##### ENTRIES SHOWN #####

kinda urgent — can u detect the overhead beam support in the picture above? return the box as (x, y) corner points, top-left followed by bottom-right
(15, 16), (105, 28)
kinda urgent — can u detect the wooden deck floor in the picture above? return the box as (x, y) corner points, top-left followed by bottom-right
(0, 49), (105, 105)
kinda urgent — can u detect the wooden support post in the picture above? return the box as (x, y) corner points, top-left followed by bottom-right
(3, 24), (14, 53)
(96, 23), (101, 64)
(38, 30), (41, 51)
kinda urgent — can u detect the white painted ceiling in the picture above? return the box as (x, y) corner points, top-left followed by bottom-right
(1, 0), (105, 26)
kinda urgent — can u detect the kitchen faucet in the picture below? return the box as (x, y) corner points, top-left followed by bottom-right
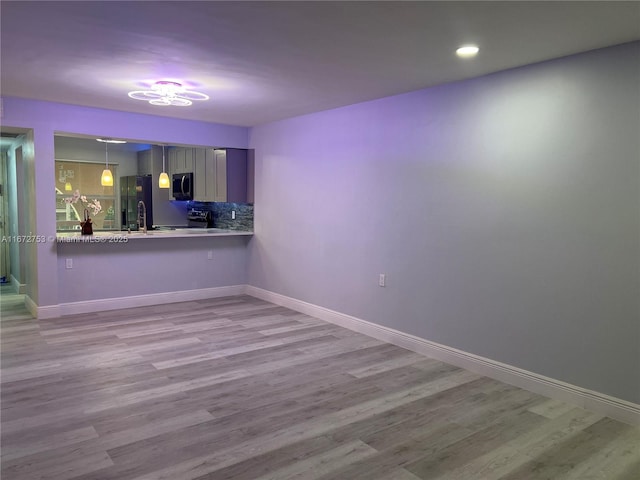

#####

DIRECTIONS. An unchanged copy of the data, images excluded, is all that should be given.

EXPECTED OUTPUT.
kinda urgent — can u detect the overhead beam support in the picture above? return the box as (x, y) corner points, top-left followed by bottom-right
(15, 16), (105, 28)
kinda urgent — can u detect the wooden deck floor in the picture above? return the box as (x, y) corner points, top-left followed by bottom-right
(0, 49), (105, 105)
kinda urgent — can u detect the wooden support post in the picture above? return the box as (x, y) corner points, top-left followed by bottom-right
(3, 24), (14, 53)
(96, 23), (101, 64)
(38, 30), (41, 51)
kinda urgent — can u detect the white painted ceiling in the picture above? return the box as (x, y) corner points, top-left followed by bottom-right
(1, 0), (105, 26)
kinda urgent — can u detect the kitchen faucet in the picture below? return the box as (x, y) corner points, top-left followed by bottom-right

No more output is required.